Extrait source –
L'Or au Creux des Vagues, descente en canoë-bivouac de la rivière Ivalojoki.

11 Mars 2019, 14:40pm

Publié par Jonathan Perret

Voici un topo de la descente de la rivière Ivalo (Ivalojoki) en Laponie finlandaise. Probablement une des rivières "tous-publics" les plus adaptées, les plus belles et les plus sauvages pour vivre l'ambiance trappeur et être immergé en autonomie dans la nature. Sur la partie amont, pas ou très peu de pollution ou de villages, peu de monde, beaucoup de possibilités de bivouac et de beaux paysages.

Itinérance réalisée en canoë-bivouac à 4 adultes (débutants) et 1 chien sur deux bateaux, dont un canoë pliable Ally.

C'est plus un récit qu'un compte-rendu précis mais ça permet de se rendre compte du trajet, du niveau d'engagement, de la force des rapides, du climat, des possibilité de taxis ou de location de kayak/canoë.

Matin au bord de l'Ivalojoki, à la cabane de Kyläjoki

Matin au bord de l'Ivalojoki, à la cabane de Kyläjoki

«- Surmaköngäs !», ça sonne déjà comme un choc. Comme le nom d'un monstre sombre et froid, sorti d'une histoire épique où les rivières dévorent des expéditions entières. La jeune finlandaise qui nous loue l'un des canoës ne laisse pas le doute s'installer. Elle enchaîne directement son prochain coup : « C'est sûrement un de ceux dont il faut se méfier, surma, ça veut dire la mort ! ». Échange de regards débutants entre membres de la pauvre « expédition » que nous constituons, quatre trentenaires, Claire, Laurie, Guillaume et Jonathan, promis à une fin funeste avant même de s'être mouillés les pieds.

« - Vous avez besoin de casques ? » Là, on commence à se dire que Django, le chien, va peut-être aussi avoir besoin d'un gilet de sauvetage.

Quelques minutes plus tard, le convoi funèbre s'élance depuis Saariselkä vers le sud le long de l'artère de bitume qui irrigue l'Est de la Laponie finlandaise, entre Inari et Rovaniemi. Les collines dénudées du parc national Urho Kekkonen s'annoncent et la vue s'étire par dessus l'ondulation des pins. Nous repiquons alors vers le vert sombre de la taïga, hérissée des épicéas les plus nordiques du pays, et prenons la route de terre en direction de Kuttura.

Données fournies –
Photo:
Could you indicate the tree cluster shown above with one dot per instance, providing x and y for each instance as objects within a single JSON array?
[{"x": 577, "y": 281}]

Objectif de l'exercice –
Recopiez sans rien changer le passage du récit de la descente de l'Ivalojoki qui va de « L'Or au Creux » à « canoë pliable Ally. ».

Réponse rédigée –
L'Or au Creux des Vagues, descente en canoë-bivouac de la rivière Ivalojoki.

11 Mars 2019, 14:40pm

Publié par Jonathan Perret

Voici un topo de la descente de la rivière Ivalo (Ivalojoki) en Laponie finlandaise. Probablement une des rivières "tous-publics" les plus adaptées, les plus belles et les plus sauvages pour vivre l'ambiance trappeur et être immergé en autonomie dans la nature. Sur la partie amont, pas ou très peu de pollution ou de villages, peu de monde, beaucoup de possibilités de bivouac et de beaux paysages.

Itinérance réalisée en canoë-bivouac à 4 adultes (débutants) et 1 chien sur deux bateaux, dont un canoë pliable Ally.